Location annotation dataset excerpts:
"""
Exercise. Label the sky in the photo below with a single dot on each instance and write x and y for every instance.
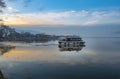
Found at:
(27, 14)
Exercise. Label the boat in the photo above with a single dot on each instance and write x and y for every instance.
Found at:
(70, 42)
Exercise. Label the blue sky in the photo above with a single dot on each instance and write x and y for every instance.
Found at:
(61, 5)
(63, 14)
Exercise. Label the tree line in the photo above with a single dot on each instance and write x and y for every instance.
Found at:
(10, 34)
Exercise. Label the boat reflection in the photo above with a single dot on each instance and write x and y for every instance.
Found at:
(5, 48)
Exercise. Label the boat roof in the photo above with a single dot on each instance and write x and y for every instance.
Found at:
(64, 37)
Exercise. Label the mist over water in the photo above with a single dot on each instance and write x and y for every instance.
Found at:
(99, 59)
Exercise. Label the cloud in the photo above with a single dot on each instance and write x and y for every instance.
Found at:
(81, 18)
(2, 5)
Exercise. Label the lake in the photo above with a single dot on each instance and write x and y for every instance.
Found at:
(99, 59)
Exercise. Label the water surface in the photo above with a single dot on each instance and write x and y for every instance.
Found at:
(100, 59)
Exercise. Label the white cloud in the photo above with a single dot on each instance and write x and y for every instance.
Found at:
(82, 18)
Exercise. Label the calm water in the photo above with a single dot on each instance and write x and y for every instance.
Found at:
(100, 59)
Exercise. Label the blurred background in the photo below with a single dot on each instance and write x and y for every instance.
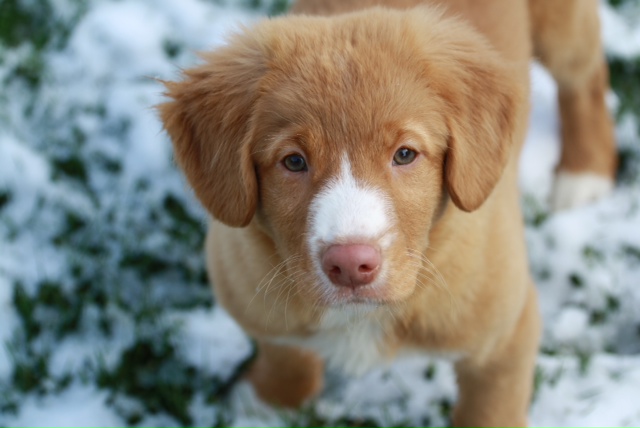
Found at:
"""
"""
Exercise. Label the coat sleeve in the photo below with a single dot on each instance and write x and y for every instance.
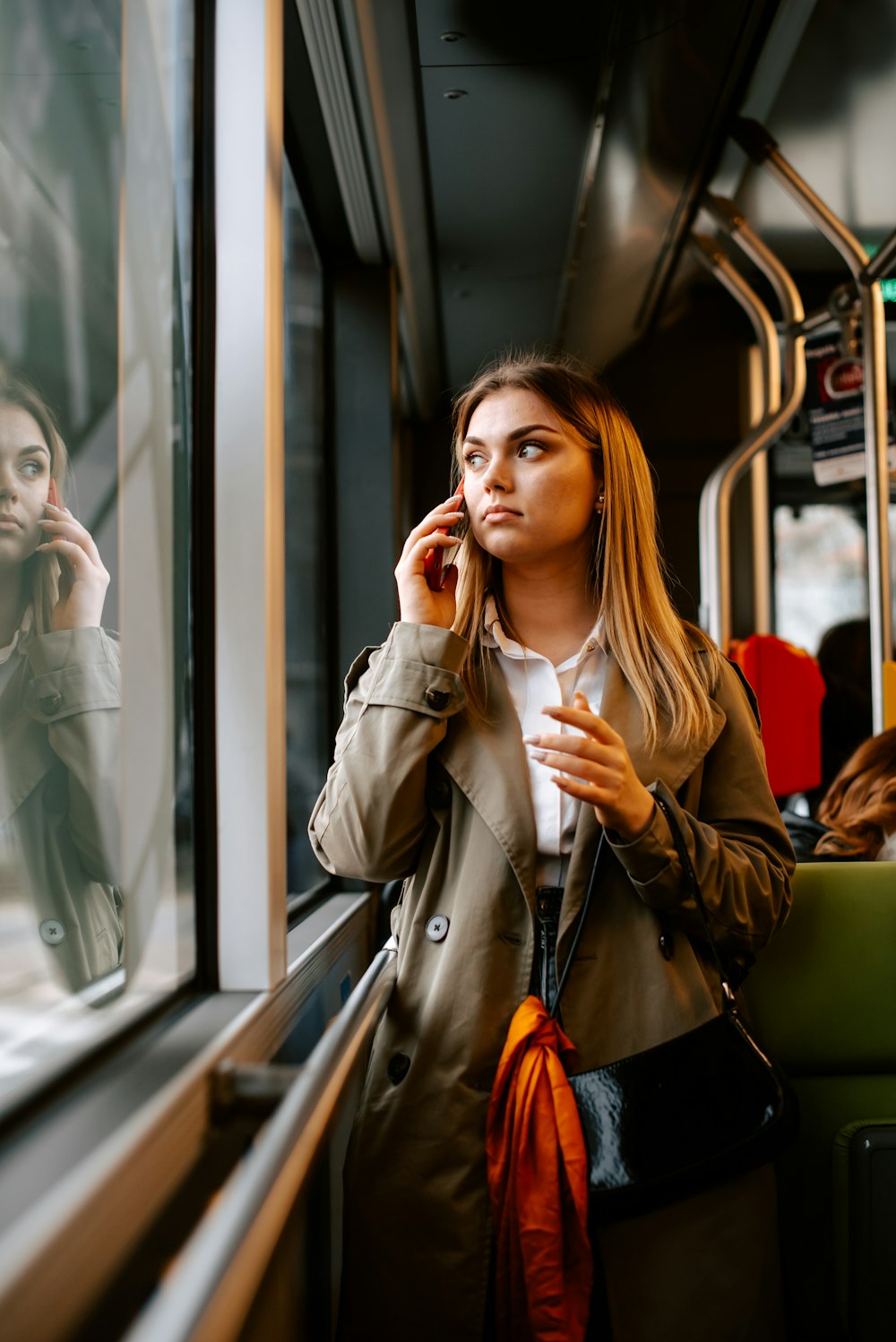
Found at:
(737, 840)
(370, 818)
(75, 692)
"""
• Problem to work on: Show each line of the items that contains the word "water". Count only matches with the same letter case.

• Reply:
Exercise. Label the mist over water in the photo above with a single dot on each instance and write x and y for every instance.
Exercise. Label the water surface in the photo above with a single dot on each instance and write x and y for every instance.
Exercise. Label the calm water in the photo above with a single dot on each instance and write x and y for every instance.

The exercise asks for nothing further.